## [ACTION ITEM A]
In the HIV intervention study description below, who will take part in the qualitative interviews in Phase 1, and how many of each?
## [ACTION ITEM B]
Copy word for word everything in the HIV intervention study description below, from "HIV-positive Black men" down to "ultimately, narrowing disparities.".

PAGE EXCERPT Start Marker

Black men who have sex with men (MSM) bear the greatest burden of HIV across all races/ethnicities and risk groups, accounting for ~40% of diagnoses among MSM of all races/ethnicities, and one-third among all men. Compared to other races/ethnicities, Blacks living with HIV are less likely to be diagnosed, to be engaged in care, and to receive and adhere to antiretroviral treatment (ART). Black MSM in particular show very low ART adherence. In this 3-year intervention development study, we propose to develop and pilot test a culturally relevant intervention to reduce medical mistrust and address discrimination among Black MSM living with HIV. Our work with Black MSM suggests that culturally relevant factors such as perceived discrimination and HIV- related medical mistrust (e.g., HIV "conspiracy beliefs," like "HIV is a manmade virus") contribute to disparities in HIV treatment behaviors, in some cases even more than factors known to be highly influential like depression and substance use. Black MSM living with HIV are at the nexus of 3 stigmatized social categories (HIV-serostatus, race, sexual orientation) from which they face discrimination, which in turn can lead to disparities by increasing detrimental stress responses related to poor self-control (maladaptive coping, poor health behaviors). Discrimination also fosters mistrust of public health entities, and suspicion of medical treatments. However, no interventions have been developed to overcome these culturally relevant barriers. In the proposed innovative community-based participatory research project, we will partner with a Black-MSM- serving AIDS service organization (ASO) with high success in engaging Black MSM in research. In Phase 1, we will conduct qualitative interviews with 30 Black MSM and 20 social service and mental health providers, and engage stakeholders in a community advisory process to obtain input on sustainable intervention components that can improve the effectiveness of service delivery. In Phase 2, we will conduct a process evaluation of one pilot intervention group of 10 participants, delivered via a community HIV support group. In Phase 3, we will conduct a small randomized pilot trial with 3 intervention groups and 3 control groups (10 participants each).
The specific aims are to: 1. Conduct qualitative semi-structured interviews with Black MSM, and engage AIDS service organization (ASO) staff and mental health counselors, in order to develop intervention modules that address mistrust and discrimination among Black MSM. 2. Examine whether the pilot intervention can reduce mistrust and improve coping responses to discrimination among Black MSM. 3. Explore pilot intervention effects on mental health, antiretroviral treatment adherence, and engagement in care among Black MSM. Our goal is for the proposed culturally relevant intervention to be exportable to interventions already developed for improving adherence and engagement in care among people living with HIV. If shown to be effective in future R01-funded research, our intervention will be flexible for use in community settings, such as in existing HIV support groups already being sustained throughout the US.
HIV-positive Black men who have sex with men (MSM) are disproportionately affected by HIV, and Black MSM living with HIV have very low levels of treatment adherence and poor survival times compared to other groups. We propose to develop and pilot test a culturally relevant intervention for HIV-positive Black MSM to address mistrust and improve coping responses to discrimination - two factors that are related to poor health and health behavior in this population. Developing culturally relevant interventions is key to limiting the impact of discrimination and ultimately, narrowing disparities.

PAGE EXCERPT End Marker
SUPPLIED MATERIAL Start Marker

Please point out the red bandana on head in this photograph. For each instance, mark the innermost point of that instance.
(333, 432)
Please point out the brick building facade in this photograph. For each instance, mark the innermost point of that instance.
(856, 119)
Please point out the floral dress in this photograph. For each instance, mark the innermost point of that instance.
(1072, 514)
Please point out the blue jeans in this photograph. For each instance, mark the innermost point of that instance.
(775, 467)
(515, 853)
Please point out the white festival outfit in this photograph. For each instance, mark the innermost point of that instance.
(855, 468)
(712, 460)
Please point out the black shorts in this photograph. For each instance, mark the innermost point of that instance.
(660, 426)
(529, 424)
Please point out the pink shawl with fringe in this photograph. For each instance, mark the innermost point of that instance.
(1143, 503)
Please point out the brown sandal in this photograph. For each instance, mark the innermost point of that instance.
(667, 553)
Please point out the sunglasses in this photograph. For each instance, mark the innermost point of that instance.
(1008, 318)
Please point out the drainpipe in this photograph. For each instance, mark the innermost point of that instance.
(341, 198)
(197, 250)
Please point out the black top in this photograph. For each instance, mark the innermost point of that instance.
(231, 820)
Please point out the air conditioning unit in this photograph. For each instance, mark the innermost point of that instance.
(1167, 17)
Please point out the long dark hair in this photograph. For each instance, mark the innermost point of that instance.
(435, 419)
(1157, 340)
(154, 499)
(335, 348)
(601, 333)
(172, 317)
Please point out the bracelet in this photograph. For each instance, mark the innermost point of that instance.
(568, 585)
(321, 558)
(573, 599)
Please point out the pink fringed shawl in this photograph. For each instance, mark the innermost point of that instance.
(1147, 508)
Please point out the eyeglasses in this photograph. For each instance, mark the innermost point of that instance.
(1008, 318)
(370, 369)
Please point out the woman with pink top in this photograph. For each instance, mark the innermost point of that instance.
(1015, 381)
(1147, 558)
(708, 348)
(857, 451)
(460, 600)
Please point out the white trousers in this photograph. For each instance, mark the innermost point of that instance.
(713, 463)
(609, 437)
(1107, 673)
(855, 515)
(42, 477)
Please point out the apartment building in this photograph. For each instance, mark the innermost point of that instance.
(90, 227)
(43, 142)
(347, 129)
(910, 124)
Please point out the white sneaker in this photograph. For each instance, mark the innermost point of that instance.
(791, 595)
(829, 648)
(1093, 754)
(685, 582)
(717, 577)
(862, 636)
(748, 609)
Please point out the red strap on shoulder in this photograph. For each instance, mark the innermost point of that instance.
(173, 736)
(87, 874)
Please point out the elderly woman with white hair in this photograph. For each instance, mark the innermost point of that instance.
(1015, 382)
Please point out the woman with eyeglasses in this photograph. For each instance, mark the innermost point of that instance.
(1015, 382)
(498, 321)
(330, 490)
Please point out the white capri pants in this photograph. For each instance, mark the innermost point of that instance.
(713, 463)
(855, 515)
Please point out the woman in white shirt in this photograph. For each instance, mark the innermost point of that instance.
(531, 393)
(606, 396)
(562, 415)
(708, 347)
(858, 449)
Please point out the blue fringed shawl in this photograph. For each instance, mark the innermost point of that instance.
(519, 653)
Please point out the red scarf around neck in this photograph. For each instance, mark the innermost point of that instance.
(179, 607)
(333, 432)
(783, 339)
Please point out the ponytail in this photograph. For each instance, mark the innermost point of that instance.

SUPPLIED MATERIAL End Marker
SUPPLIED MATERIAL Start Marker

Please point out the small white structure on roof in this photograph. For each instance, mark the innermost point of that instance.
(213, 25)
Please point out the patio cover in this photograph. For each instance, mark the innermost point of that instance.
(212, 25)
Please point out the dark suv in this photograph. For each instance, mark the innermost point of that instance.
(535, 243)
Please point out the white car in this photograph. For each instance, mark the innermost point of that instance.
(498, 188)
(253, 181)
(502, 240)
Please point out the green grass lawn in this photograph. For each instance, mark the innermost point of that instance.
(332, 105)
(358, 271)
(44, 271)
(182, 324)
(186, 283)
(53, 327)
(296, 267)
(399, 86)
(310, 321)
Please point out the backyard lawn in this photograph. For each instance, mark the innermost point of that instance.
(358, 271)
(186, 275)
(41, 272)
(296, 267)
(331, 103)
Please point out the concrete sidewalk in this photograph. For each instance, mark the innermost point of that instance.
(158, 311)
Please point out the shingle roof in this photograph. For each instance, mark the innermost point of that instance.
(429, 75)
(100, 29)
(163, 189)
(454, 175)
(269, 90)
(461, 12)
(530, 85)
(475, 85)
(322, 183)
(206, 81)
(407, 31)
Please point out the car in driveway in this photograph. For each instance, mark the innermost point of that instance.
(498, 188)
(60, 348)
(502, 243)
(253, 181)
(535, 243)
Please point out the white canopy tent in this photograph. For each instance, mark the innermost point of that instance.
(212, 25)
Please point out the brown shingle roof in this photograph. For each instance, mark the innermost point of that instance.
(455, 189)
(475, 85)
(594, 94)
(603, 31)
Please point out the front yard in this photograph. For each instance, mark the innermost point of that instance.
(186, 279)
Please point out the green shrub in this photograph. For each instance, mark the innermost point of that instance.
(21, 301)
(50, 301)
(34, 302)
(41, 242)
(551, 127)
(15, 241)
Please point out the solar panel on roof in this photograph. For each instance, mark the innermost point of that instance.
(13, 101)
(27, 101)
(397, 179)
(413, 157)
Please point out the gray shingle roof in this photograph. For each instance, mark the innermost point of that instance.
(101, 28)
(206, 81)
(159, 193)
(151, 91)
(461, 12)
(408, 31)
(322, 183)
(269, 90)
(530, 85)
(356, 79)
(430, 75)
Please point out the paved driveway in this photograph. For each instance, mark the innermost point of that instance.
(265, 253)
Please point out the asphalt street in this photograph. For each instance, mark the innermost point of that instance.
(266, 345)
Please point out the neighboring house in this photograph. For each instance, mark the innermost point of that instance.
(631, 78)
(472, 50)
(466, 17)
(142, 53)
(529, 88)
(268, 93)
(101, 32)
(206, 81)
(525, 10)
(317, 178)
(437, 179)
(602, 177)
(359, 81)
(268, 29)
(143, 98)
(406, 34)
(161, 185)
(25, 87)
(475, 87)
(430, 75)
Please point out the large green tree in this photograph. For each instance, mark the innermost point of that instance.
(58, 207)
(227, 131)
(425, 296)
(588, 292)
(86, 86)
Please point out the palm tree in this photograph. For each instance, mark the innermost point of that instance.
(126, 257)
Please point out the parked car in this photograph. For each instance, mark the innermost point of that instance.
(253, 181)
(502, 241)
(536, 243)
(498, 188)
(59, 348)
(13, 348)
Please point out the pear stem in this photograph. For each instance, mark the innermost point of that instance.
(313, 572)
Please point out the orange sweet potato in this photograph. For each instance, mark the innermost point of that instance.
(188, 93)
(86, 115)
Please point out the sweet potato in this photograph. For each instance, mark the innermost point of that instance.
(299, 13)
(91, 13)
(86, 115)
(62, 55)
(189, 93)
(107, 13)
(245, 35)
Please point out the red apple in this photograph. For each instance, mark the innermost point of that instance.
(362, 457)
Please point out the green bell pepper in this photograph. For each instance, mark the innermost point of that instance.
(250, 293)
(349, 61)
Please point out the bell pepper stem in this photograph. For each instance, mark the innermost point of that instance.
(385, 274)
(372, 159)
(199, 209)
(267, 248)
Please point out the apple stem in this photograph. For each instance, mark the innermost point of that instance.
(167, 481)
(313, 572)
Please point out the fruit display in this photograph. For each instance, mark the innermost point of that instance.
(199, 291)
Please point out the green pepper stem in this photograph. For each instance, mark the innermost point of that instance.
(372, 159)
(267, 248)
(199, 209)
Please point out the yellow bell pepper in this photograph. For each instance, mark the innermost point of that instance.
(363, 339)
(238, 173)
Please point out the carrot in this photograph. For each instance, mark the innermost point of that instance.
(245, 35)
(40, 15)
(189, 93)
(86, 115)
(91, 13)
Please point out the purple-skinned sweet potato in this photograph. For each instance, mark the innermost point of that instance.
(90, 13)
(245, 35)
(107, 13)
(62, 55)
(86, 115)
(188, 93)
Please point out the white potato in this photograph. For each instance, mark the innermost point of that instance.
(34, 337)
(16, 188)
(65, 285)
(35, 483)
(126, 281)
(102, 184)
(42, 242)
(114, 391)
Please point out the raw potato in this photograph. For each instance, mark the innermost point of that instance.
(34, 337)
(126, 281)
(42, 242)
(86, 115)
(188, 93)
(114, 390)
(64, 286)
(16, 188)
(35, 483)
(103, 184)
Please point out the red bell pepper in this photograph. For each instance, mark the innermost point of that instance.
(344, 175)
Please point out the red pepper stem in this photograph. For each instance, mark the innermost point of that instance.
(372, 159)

SUPPLIED MATERIAL End Marker

## [REPLY A]
Thirty Black MSM and 20 social service and mental health providers will take part.

## [REPLY B]
HIV-positive Black men who have sex with men (MSM) are disproportionately affected by HIV, and Black MSM living with HIV have very low levels of treatment adherence and poor survival times compared to other groups. We propose to develop and pilot test a culturally relevant intervention for HIV-positive Black MSM to address mistrust and improve coping responses to discrimination - two factors that are related to poor health and health behavior in this population. Developing culturally relevant interventions is key to limiting the impact of discrimination and ultimately, narrowing disparities.